### WHAT TO PRODUCE:
Lay out as a numbered list, with blank lines dropped, the lines starting with the one containing "Accessibility service: describe the location of attached" and going on through the one containing "523,223 -> 535,293". Leave the pictures out.
***** DATASET
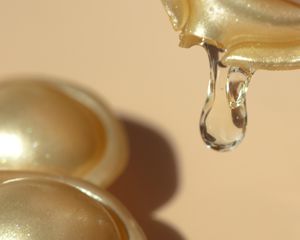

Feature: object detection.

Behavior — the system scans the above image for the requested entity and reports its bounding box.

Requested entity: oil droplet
[200,44,254,151]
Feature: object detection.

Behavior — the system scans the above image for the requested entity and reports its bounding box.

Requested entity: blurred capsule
[0,79,127,187]
[0,172,145,240]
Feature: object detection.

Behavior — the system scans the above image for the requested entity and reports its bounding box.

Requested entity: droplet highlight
[200,44,254,151]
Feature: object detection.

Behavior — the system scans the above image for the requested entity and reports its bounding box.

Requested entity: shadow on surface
[109,119,184,240]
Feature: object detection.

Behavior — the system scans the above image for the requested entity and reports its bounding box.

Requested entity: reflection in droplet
[0,132,23,159]
[200,44,254,151]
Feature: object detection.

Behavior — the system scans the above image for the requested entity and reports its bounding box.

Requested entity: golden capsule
[0,172,145,240]
[0,79,127,187]
[162,0,300,70]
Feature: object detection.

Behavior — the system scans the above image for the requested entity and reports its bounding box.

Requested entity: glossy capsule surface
[0,172,145,240]
[0,79,127,187]
[162,0,300,70]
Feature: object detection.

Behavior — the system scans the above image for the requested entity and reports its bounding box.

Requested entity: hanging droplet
[200,44,254,151]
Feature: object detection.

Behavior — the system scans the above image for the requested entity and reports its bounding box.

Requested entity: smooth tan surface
[0,77,127,187]
[0,180,121,240]
[0,0,300,240]
[0,171,145,240]
[162,0,300,70]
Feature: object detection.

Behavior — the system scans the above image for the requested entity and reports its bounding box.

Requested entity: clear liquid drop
[200,44,254,151]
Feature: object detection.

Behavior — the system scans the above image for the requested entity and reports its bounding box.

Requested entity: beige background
[0,0,300,240]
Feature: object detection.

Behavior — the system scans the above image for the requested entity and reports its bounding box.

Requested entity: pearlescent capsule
[162,0,300,70]
[0,172,145,240]
[0,79,127,187]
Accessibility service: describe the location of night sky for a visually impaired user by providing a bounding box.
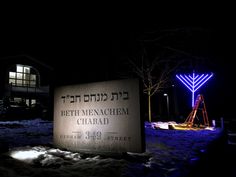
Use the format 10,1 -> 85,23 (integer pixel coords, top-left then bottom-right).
0,6 -> 235,120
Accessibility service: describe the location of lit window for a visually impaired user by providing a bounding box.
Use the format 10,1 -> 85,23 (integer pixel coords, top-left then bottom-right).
9,65 -> 37,87
16,65 -> 23,73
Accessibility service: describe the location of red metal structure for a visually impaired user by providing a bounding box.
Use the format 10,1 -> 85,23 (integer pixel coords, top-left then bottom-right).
184,94 -> 209,128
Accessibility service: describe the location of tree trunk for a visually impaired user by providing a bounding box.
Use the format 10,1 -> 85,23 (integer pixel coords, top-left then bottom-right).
148,90 -> 152,122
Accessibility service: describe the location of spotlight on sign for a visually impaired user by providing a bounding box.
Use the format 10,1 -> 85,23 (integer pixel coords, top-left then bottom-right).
176,72 -> 213,107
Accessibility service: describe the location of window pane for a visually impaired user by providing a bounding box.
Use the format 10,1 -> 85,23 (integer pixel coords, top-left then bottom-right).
16,65 -> 23,73
30,81 -> 36,87
16,80 -> 22,86
30,74 -> 36,81
24,67 -> 30,74
16,73 -> 23,79
24,74 -> 30,80
24,80 -> 29,86
9,79 -> 16,85
9,72 -> 16,78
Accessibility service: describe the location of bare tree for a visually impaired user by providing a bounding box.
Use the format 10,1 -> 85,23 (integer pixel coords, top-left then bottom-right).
128,49 -> 180,122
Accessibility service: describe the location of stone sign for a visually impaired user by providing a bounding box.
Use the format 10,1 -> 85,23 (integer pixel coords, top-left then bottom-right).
53,79 -> 144,152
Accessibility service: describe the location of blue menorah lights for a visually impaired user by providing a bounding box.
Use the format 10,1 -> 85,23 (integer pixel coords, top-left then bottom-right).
176,71 -> 213,107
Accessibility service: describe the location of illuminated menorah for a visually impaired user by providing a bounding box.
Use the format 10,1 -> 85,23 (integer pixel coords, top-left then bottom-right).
176,72 -> 213,107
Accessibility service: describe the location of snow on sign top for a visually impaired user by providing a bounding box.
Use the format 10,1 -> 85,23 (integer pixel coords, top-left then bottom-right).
53,79 -> 143,153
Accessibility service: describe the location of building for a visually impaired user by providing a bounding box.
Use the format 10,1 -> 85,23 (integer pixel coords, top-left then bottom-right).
0,55 -> 53,118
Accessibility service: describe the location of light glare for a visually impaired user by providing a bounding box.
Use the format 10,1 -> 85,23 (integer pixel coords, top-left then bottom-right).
176,72 -> 213,107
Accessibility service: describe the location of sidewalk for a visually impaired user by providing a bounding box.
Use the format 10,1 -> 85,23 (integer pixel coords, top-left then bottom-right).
188,131 -> 236,177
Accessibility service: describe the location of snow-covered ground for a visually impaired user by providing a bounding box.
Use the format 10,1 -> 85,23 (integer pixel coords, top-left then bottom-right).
0,119 -> 222,177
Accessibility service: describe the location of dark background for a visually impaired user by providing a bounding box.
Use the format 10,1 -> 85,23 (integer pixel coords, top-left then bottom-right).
0,4 -> 235,119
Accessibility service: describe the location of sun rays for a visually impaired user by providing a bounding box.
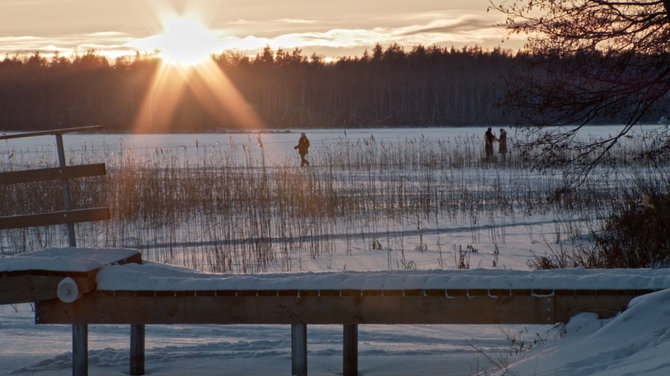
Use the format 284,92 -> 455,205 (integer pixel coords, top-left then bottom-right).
133,12 -> 265,133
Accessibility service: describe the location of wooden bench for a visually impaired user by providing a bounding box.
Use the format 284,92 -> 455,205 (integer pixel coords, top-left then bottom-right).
0,125 -> 115,376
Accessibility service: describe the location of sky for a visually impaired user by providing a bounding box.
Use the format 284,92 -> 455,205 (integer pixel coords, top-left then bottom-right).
0,0 -> 522,58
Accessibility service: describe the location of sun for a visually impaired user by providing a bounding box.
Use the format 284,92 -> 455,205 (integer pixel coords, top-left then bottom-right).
152,17 -> 217,66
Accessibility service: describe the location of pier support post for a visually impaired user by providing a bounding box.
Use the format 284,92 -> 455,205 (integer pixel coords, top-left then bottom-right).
72,324 -> 88,376
342,324 -> 358,376
291,324 -> 307,376
130,324 -> 145,375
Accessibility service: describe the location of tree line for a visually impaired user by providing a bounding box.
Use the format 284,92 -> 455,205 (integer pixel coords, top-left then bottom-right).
0,44 -> 658,132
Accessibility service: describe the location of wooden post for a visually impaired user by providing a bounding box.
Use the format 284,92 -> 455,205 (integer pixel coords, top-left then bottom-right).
56,133 -> 88,376
72,324 -> 88,376
342,324 -> 358,376
291,324 -> 307,376
56,133 -> 77,247
130,324 -> 145,375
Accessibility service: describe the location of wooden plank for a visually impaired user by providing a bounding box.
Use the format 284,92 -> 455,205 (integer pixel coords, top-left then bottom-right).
0,163 -> 106,185
36,290 -> 633,324
0,208 -> 110,230
0,125 -> 105,140
0,272 -> 96,304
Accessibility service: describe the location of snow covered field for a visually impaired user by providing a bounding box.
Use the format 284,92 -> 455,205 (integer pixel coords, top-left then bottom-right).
0,127 -> 670,376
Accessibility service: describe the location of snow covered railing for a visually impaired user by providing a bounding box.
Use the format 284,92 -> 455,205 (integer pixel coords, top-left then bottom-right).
28,262 -> 670,375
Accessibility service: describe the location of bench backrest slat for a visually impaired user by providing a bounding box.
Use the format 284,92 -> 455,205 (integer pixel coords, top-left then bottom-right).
0,163 -> 106,185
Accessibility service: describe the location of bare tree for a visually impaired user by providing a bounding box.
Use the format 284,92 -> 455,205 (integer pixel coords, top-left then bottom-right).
490,0 -> 670,181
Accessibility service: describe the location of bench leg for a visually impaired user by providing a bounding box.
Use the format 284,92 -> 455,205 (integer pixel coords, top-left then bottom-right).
72,324 -> 88,376
342,324 -> 358,376
130,324 -> 145,375
291,324 -> 307,376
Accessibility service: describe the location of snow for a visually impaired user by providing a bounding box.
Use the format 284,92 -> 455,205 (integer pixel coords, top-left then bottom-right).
499,290 -> 670,376
0,127 -> 670,376
97,262 -> 670,291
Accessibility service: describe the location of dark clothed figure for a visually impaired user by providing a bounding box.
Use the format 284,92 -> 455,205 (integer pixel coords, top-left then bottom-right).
294,132 -> 309,167
484,128 -> 496,162
498,128 -> 507,161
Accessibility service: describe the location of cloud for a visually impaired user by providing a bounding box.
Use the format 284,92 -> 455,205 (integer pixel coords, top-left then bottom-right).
279,18 -> 317,24
402,15 -> 494,35
0,12 -> 521,57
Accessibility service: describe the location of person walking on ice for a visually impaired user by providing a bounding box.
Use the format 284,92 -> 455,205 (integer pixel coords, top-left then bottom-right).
294,132 -> 309,167
498,128 -> 507,162
484,128 -> 496,162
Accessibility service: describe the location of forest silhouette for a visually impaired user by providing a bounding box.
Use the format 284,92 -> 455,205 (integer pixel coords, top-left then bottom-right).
0,44 -> 663,132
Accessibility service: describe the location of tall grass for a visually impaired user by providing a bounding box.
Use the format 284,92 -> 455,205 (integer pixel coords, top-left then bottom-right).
0,131 -> 660,273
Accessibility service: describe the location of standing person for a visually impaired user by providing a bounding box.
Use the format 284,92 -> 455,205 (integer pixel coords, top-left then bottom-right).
498,128 -> 507,161
294,132 -> 309,167
484,127 -> 496,162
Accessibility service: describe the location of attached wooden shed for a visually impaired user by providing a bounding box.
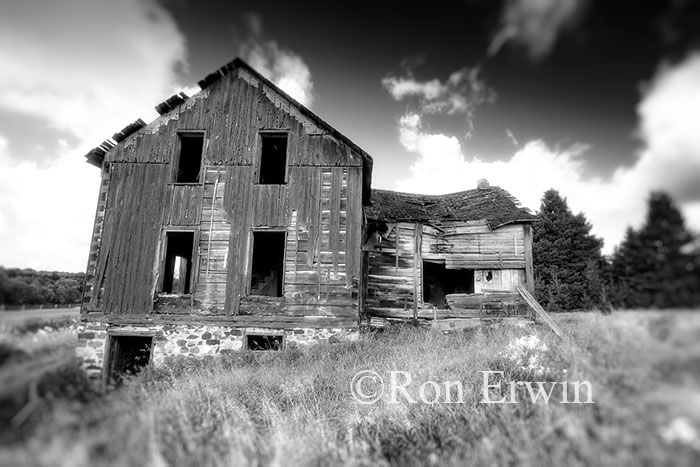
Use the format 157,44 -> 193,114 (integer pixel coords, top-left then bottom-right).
362,183 -> 535,325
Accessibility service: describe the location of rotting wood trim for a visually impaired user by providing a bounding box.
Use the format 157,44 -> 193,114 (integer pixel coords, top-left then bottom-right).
81,313 -> 358,329
523,223 -> 535,293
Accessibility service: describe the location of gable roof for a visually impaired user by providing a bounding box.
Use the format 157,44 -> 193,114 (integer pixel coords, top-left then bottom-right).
365,186 -> 536,229
85,58 -> 373,181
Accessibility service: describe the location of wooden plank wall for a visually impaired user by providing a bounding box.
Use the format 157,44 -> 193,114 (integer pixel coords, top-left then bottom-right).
421,221 -> 525,269
91,70 -> 363,326
90,163 -> 169,314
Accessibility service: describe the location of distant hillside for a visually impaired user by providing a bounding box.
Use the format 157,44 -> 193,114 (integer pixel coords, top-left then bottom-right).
0,266 -> 85,305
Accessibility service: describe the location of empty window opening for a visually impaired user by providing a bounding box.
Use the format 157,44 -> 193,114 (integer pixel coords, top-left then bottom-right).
258,133 -> 287,185
107,336 -> 153,385
161,232 -> 194,295
250,232 -> 284,297
423,261 -> 474,308
175,133 -> 204,183
246,335 -> 284,350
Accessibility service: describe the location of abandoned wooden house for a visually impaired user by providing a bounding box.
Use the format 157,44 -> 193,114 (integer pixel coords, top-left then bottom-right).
362,186 -> 535,326
78,59 -> 533,384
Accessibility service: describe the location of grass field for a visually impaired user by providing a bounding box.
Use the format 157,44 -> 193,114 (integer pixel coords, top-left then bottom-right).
0,312 -> 700,466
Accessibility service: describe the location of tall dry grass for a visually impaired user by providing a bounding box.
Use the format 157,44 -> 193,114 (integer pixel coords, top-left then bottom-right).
0,314 -> 700,466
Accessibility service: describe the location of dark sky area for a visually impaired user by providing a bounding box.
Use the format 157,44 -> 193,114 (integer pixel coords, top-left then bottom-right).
163,0 -> 699,185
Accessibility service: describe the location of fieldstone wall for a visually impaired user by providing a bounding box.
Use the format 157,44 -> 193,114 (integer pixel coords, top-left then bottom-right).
76,323 -> 359,385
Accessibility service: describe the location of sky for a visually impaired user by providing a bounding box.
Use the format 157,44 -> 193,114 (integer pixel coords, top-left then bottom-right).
0,0 -> 700,271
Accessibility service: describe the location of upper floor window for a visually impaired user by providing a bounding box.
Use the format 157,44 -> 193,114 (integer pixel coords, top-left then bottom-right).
175,133 -> 204,183
258,133 -> 287,185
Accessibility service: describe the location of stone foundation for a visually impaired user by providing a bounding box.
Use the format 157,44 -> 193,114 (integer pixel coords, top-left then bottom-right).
76,322 -> 359,385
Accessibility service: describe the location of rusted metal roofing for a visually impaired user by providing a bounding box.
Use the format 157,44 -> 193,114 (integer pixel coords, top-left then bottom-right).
365,186 -> 536,229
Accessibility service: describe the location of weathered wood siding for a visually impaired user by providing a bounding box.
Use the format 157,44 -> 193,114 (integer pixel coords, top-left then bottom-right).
90,163 -> 168,314
86,69 -> 366,327
366,221 -> 529,319
421,221 -> 525,269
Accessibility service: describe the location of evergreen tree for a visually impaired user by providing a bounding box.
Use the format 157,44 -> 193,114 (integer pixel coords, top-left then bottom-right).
532,190 -> 604,311
613,192 -> 699,308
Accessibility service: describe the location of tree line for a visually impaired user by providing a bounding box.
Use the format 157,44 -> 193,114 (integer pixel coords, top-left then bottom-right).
0,190 -> 700,311
0,266 -> 85,305
533,190 -> 700,311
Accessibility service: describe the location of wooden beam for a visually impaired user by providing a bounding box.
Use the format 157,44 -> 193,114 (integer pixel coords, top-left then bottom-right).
518,286 -> 567,341
523,224 -> 535,293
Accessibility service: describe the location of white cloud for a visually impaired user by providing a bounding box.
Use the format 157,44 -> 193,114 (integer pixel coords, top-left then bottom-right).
396,54 -> 700,252
239,13 -> 314,107
0,0 -> 185,271
382,67 -> 496,137
489,0 -> 586,60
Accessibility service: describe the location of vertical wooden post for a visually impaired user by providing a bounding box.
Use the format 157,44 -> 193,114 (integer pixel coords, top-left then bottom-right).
523,224 -> 535,294
413,222 -> 423,320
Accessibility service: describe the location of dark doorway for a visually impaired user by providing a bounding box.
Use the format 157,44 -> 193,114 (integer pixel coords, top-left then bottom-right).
250,232 -> 285,297
423,261 -> 474,308
107,336 -> 153,385
161,232 -> 194,295
175,133 -> 204,183
258,133 -> 287,185
246,335 -> 284,350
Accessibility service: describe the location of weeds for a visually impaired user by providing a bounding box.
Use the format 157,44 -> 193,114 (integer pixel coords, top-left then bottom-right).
0,314 -> 700,466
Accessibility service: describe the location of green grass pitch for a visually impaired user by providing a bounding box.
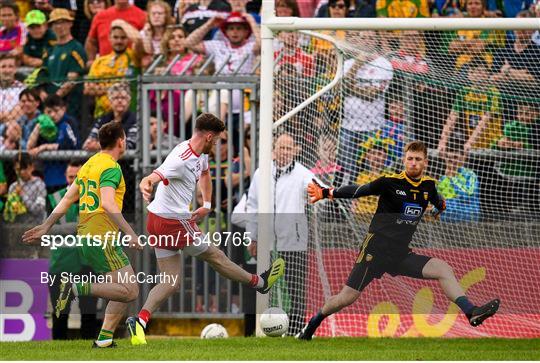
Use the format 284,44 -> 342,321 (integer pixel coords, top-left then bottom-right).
0,337 -> 540,360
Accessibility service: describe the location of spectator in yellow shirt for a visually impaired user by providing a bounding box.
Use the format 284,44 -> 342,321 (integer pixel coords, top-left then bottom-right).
84,19 -> 142,118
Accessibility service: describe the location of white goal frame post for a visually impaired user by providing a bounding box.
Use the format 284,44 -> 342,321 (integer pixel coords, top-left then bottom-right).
257,0 -> 540,335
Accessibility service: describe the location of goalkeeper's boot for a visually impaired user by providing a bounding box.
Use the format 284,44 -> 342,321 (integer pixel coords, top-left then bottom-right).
295,321 -> 317,340
468,299 -> 501,326
126,316 -> 146,345
257,258 -> 285,294
54,282 -> 73,318
92,341 -> 116,349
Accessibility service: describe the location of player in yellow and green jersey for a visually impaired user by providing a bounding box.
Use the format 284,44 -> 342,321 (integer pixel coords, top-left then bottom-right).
23,122 -> 141,348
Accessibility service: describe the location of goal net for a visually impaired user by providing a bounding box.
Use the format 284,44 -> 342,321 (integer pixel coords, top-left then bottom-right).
270,30 -> 540,337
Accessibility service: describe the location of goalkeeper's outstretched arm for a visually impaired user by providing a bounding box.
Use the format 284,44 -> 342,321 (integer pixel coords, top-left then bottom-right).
308,178 -> 380,203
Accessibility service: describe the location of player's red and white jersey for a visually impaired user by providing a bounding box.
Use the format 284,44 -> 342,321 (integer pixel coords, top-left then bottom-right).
148,140 -> 208,219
**********
### TASK SOLUTION:
1. Accessibility service: describe the location of attached wooden shed for a visually impaired user by providing a bounding box.
2. Use the format 157,44 -> 193,114 (integer pixel coords, top-left then bottom-right).
3. 362,183 -> 535,325
4. Accessibility service: describe the location of rotting wood trim for a visually impaired user by providing a bounding box.
5. Use the format 157,44 -> 193,114 (integer pixel coords, top-left then bottom-right).
6. 81,313 -> 358,329
7. 523,223 -> 535,293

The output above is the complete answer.